Coordinate labeling data
** Begin **

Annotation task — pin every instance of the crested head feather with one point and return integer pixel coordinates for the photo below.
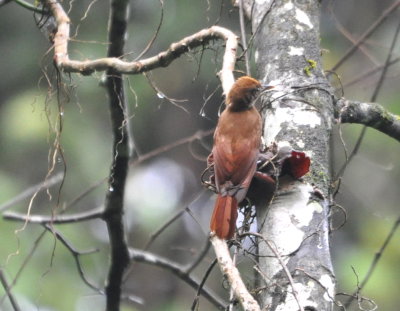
(242, 93)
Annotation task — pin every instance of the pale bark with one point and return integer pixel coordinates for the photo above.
(300, 114)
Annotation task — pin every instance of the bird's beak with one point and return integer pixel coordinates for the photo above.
(265, 87)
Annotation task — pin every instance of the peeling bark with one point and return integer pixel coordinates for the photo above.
(298, 113)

** End **

§ **Exercise**:
Rewrite the listing above as a two-column CSV with the columns instruction and coordinates, one row per item. Put each item's text and its answer in their own quoted field, turn any line breaks into spaces, and leave out the pictures.

§ **Exercise answer**:
instruction,coordinates
"Annotation task — pin every instance of the crested head feather with one point and return integer pixel coordinates for the photo below.","(242, 93)"
"Annotation task — pin every instance of the pale bark with one point and return integer pixel coordinates for the photo above.","(300, 114)"
"Annotation task — pin every instance of the bird's beak with one point and return integer pixel coordinates for the photo above.","(265, 87)"
"Annotation task — pin every instance of the peeling bark with one point and return integer pixel coordinates for the photo above.","(298, 113)"